* Quoted passage
------------------------------------------------
1 | Community Engagement

First up is our work in the area of Community Engagement. Here our aim is to enable “a growing number of agencies and individuals in all sectors and in all countries to participate in a dynamic and mutually supportive digital preservation community”. Collaboration is a key to digital preservation success, and we hope to encourage and support it by helping build an inclusive and active community. An important step in achieving this aim was the publication of our ‘Inclusion and Diversity Policy’ in 2018.

Webinars are key to building community engagement amongst our members. We invite speakers to talk to our members about particular topics and share experiences through case studies. These webinars are recorded and made available for members to watch at a later date. We also run a monthly ‘Members Lounge’ to allow informal sharing of current work and discussion of issues as they arise and, on the public end of the website, a popular blog, covering case studies, new innovations, thought pieces, recaps of events and more.

2 | Advocacy

Our advocacy work campaigns “for a political and institutional climate more responsive and better informed about the digital preservation challenge”, as well as “raising awareness about the new opportunities that resilient digital assets create”. This tends to happen on several levels, from enabling and aiding members’ advocacy efforts within their own organizations, through raising legislators’ and policy makers’ awareness of digital preservation, to educating the wider populace.
------------------------------------------------
[Collected data entries]
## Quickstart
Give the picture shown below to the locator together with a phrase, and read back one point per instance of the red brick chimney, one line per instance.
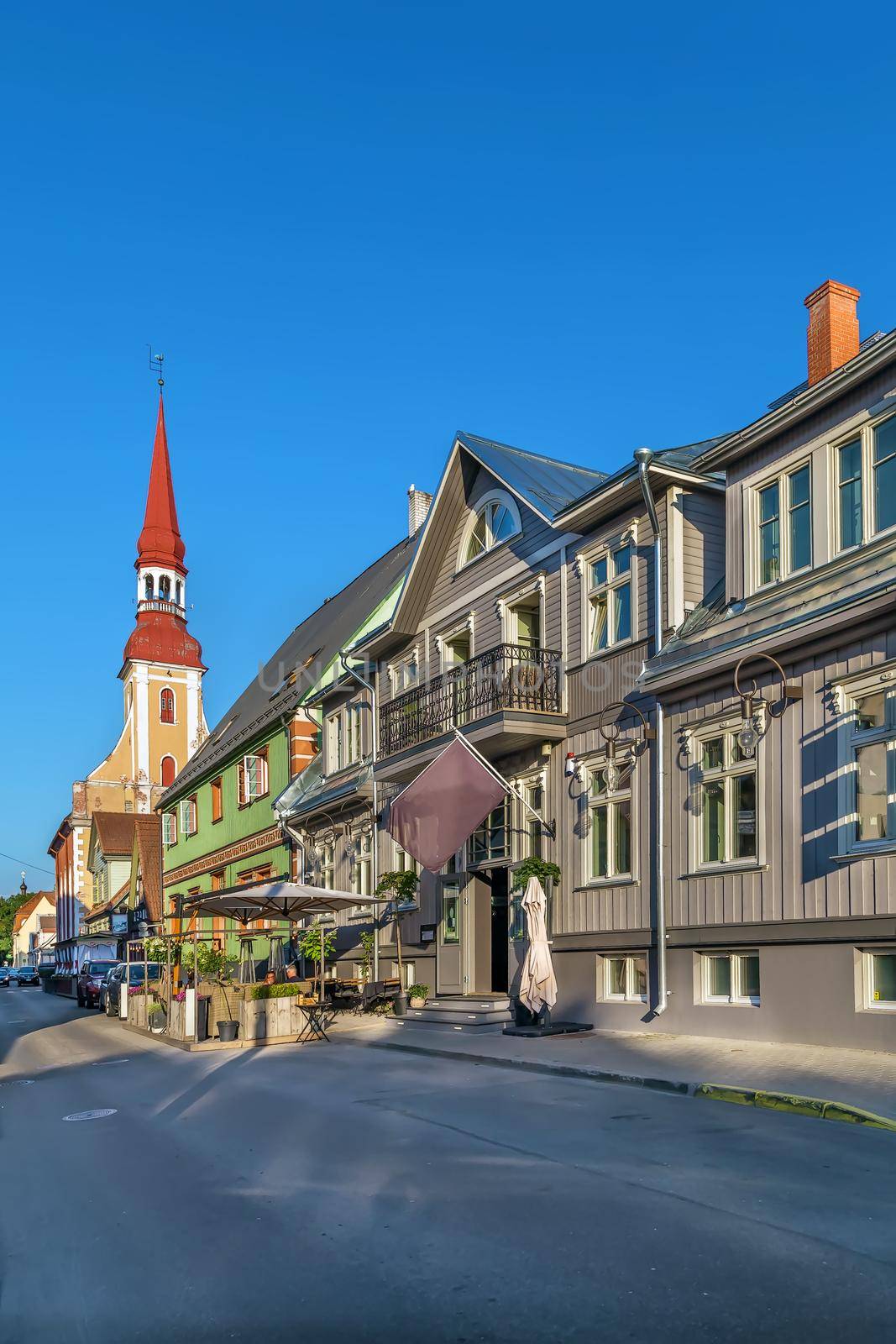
(833, 328)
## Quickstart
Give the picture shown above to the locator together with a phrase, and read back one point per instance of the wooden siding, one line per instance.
(703, 542)
(799, 830)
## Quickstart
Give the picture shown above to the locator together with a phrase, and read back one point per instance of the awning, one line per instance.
(275, 900)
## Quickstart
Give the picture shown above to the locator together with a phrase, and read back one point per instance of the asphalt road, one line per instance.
(338, 1193)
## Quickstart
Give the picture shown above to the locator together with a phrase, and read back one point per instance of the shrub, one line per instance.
(286, 991)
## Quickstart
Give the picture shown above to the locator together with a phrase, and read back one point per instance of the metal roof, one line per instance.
(311, 648)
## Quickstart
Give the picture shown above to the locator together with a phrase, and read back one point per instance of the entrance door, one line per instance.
(449, 964)
(500, 976)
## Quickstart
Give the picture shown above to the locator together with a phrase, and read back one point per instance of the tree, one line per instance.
(402, 886)
(309, 942)
(8, 906)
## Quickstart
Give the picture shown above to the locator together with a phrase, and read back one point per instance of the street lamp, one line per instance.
(610, 732)
(750, 696)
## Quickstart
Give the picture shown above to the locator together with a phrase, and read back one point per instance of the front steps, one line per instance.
(470, 1014)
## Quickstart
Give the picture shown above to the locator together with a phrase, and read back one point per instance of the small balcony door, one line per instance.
(449, 969)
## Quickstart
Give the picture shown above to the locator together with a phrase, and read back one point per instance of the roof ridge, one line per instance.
(528, 452)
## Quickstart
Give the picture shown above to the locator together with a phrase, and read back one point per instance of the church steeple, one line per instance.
(160, 542)
(161, 575)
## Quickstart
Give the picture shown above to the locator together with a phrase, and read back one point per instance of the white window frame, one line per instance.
(609, 799)
(188, 817)
(782, 480)
(869, 528)
(869, 1005)
(631, 995)
(399, 672)
(731, 769)
(586, 559)
(736, 998)
(495, 499)
(880, 680)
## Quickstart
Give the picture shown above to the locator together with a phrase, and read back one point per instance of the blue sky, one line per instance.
(352, 230)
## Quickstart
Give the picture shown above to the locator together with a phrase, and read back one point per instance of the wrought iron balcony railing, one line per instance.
(508, 676)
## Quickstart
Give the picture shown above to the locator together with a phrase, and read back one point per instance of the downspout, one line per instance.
(644, 457)
(375, 743)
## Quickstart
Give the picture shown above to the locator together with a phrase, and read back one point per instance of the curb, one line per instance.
(792, 1102)
(797, 1105)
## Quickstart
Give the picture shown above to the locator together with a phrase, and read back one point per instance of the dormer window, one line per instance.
(496, 519)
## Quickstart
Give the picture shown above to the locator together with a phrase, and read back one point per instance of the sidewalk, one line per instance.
(852, 1079)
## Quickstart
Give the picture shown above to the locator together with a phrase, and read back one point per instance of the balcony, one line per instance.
(511, 691)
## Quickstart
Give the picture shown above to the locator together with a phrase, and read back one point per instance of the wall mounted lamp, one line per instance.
(750, 699)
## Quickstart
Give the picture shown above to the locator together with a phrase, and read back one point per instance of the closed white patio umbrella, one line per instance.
(537, 984)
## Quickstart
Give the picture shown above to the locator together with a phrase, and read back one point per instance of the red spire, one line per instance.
(160, 542)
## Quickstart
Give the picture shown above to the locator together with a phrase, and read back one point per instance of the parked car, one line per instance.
(112, 987)
(89, 985)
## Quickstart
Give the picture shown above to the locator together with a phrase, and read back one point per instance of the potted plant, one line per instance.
(402, 889)
(309, 942)
(211, 964)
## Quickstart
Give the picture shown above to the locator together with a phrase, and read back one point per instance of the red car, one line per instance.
(89, 981)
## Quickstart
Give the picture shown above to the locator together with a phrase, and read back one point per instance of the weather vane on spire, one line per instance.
(155, 363)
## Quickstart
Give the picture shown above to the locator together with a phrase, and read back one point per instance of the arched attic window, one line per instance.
(496, 519)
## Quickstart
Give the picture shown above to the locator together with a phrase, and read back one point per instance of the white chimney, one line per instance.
(418, 506)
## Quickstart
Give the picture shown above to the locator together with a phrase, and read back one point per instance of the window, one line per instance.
(867, 484)
(785, 526)
(526, 625)
(609, 828)
(188, 816)
(873, 757)
(730, 978)
(354, 738)
(726, 803)
(609, 600)
(363, 870)
(880, 979)
(450, 913)
(251, 777)
(325, 857)
(492, 840)
(622, 978)
(405, 674)
(496, 521)
(335, 743)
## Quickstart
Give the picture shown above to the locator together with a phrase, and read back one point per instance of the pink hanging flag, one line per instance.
(443, 806)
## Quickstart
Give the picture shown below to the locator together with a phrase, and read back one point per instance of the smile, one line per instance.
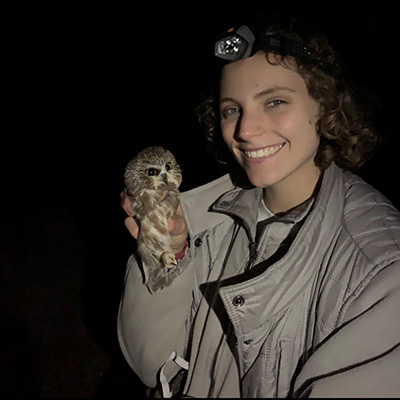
(268, 151)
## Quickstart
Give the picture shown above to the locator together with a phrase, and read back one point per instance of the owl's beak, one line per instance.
(164, 178)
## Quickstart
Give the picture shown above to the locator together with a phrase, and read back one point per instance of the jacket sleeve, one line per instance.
(361, 358)
(151, 326)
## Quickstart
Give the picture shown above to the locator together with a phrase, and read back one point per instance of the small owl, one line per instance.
(147, 178)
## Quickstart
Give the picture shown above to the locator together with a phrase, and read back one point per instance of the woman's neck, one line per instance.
(286, 195)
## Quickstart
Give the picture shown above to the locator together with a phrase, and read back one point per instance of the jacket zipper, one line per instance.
(252, 257)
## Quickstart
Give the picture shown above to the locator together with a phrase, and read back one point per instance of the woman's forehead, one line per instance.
(258, 73)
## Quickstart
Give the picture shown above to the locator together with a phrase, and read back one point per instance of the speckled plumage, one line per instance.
(147, 176)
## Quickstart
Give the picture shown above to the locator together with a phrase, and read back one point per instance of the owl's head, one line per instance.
(153, 168)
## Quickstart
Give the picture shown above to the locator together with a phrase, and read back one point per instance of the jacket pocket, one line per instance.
(284, 364)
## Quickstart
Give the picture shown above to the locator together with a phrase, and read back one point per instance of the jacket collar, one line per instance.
(243, 204)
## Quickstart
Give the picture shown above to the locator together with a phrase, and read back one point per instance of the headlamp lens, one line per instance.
(237, 46)
(231, 48)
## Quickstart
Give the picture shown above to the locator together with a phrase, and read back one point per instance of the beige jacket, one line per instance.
(321, 319)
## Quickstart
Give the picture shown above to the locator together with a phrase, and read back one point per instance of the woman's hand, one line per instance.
(176, 225)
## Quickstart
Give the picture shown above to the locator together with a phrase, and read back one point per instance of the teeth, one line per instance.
(268, 151)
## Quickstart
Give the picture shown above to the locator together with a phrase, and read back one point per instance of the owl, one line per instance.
(148, 176)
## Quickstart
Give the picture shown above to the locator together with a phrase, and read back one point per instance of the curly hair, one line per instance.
(346, 134)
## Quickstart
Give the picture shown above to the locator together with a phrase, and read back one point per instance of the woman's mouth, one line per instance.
(265, 152)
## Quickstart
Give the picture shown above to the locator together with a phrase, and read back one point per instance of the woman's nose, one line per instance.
(248, 126)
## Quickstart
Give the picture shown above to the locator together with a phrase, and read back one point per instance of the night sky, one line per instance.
(85, 88)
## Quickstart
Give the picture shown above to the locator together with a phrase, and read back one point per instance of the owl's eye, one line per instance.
(152, 172)
(168, 166)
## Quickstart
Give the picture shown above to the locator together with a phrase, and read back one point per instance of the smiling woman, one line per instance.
(272, 132)
(281, 277)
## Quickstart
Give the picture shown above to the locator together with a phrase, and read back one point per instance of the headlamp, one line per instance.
(236, 46)
(242, 43)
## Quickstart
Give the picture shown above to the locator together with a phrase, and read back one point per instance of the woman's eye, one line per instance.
(227, 112)
(151, 172)
(275, 103)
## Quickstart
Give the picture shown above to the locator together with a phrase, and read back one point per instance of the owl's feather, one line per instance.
(152, 172)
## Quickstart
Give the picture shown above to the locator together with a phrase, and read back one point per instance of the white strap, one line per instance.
(164, 383)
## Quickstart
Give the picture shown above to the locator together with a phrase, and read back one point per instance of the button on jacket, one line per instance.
(318, 317)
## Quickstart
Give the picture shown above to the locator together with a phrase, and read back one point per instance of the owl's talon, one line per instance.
(169, 260)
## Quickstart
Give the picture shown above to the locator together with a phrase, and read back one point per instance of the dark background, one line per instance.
(84, 88)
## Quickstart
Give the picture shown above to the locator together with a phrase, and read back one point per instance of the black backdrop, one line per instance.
(83, 89)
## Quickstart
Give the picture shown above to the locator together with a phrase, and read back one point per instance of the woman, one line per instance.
(289, 286)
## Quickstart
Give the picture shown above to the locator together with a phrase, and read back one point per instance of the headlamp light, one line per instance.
(236, 46)
(242, 43)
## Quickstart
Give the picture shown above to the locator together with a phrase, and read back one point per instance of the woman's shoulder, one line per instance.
(196, 203)
(370, 218)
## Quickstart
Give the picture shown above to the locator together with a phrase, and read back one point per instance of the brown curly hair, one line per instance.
(347, 136)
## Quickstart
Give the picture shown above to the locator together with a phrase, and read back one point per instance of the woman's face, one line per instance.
(268, 122)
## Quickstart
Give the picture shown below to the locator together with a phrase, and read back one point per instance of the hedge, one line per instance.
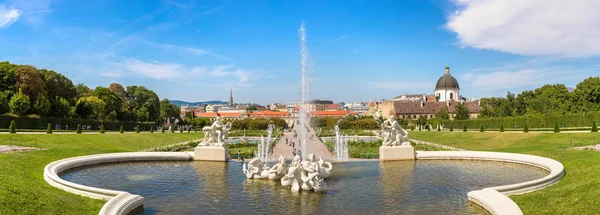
(41, 123)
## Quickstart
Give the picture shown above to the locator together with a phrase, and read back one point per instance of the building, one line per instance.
(447, 88)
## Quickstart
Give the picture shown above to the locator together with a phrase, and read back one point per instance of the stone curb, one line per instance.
(119, 202)
(495, 199)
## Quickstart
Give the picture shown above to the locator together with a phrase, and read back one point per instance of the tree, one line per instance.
(144, 103)
(112, 102)
(58, 86)
(19, 103)
(13, 127)
(4, 102)
(90, 107)
(42, 105)
(442, 113)
(60, 108)
(28, 79)
(462, 113)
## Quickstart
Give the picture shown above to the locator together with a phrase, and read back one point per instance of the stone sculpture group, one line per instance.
(393, 134)
(307, 174)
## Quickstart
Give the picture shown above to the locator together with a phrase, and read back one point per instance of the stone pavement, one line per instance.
(313, 146)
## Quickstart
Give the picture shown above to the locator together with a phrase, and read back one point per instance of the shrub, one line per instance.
(13, 127)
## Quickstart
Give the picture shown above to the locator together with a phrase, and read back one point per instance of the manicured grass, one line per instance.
(576, 193)
(22, 186)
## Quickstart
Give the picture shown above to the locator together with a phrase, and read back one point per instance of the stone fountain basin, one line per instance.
(493, 199)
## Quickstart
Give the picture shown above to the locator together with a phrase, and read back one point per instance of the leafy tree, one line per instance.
(462, 113)
(112, 102)
(13, 127)
(28, 79)
(4, 101)
(144, 103)
(42, 105)
(19, 103)
(58, 86)
(60, 108)
(443, 113)
(90, 107)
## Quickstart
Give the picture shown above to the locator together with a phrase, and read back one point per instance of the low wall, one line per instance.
(119, 202)
(495, 199)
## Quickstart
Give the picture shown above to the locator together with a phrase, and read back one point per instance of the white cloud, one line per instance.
(397, 85)
(529, 27)
(8, 16)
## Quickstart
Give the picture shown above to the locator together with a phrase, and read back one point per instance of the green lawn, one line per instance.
(22, 186)
(577, 193)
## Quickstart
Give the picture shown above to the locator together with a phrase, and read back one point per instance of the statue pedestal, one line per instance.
(204, 153)
(393, 153)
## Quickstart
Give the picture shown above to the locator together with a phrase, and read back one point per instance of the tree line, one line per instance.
(27, 90)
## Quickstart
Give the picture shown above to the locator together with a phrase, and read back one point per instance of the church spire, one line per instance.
(230, 96)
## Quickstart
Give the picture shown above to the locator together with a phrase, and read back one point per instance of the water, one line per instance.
(403, 187)
(303, 118)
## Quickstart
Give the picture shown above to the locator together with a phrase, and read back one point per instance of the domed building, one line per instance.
(447, 88)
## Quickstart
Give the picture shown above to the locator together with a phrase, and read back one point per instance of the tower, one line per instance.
(230, 97)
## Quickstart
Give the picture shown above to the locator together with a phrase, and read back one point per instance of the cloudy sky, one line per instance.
(359, 50)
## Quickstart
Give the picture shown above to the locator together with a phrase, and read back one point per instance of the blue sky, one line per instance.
(359, 50)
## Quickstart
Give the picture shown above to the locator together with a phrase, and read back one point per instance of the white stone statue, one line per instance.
(217, 134)
(393, 134)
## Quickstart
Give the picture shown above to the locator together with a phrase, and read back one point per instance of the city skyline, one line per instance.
(359, 51)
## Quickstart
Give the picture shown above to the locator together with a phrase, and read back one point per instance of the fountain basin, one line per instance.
(496, 207)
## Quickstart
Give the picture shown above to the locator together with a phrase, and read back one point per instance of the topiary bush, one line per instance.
(13, 127)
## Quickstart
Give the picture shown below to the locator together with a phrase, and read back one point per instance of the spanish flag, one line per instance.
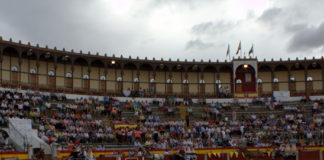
(238, 49)
(251, 50)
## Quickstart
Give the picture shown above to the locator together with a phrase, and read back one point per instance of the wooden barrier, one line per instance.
(309, 155)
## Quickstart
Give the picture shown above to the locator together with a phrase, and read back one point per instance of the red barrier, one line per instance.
(222, 156)
(308, 155)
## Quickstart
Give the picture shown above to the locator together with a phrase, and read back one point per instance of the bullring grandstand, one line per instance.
(65, 105)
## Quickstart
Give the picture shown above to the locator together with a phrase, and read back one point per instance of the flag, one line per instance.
(228, 50)
(239, 48)
(251, 50)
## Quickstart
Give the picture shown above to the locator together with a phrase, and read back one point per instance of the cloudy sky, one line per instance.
(184, 29)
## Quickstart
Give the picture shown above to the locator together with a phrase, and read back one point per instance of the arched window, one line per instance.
(51, 73)
(32, 71)
(86, 77)
(14, 69)
(119, 79)
(68, 75)
(152, 80)
(202, 81)
(103, 78)
(259, 80)
(185, 81)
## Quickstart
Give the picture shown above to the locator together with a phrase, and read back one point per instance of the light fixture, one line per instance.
(65, 58)
(47, 55)
(29, 52)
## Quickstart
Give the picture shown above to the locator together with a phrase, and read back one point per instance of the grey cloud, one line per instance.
(307, 39)
(270, 15)
(295, 27)
(212, 27)
(198, 44)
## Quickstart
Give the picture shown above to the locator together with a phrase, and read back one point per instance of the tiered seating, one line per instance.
(91, 122)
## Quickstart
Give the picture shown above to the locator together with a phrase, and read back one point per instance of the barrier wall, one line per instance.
(312, 152)
(18, 155)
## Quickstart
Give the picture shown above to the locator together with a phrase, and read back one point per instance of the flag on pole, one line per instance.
(239, 48)
(228, 50)
(251, 50)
------------------------------------------------
* Tasks
1. Render this sentence from the digital preservation text into Spanish: "Webinars are key to building community engagement amongst our members."
2. According to the digital preservation text, in what year was the "Inclusion and Diversity Policy" published?
3. Reproduce word for word the part of the digital preservation text from "Our advocacy work" up to and including "the wider populace.".

* Outputs for the tasks
1. Los seminarios web son clave para fomentar la participación comunitaria entre nuestros miembros.

2. It was published in 2018.

3.
Our advocacy work campaigns “for a political and institutional climate more responsive and better informed about the digital preservation challenge”, as well as “raising awareness about the new opportunities that resilient digital assets create”. This tends to happen on several levels, from enabling and aiding members’ advocacy efforts within their own organizations, through raising legislators’ and policy makers’ awareness of digital preservation, to educating the wider populace.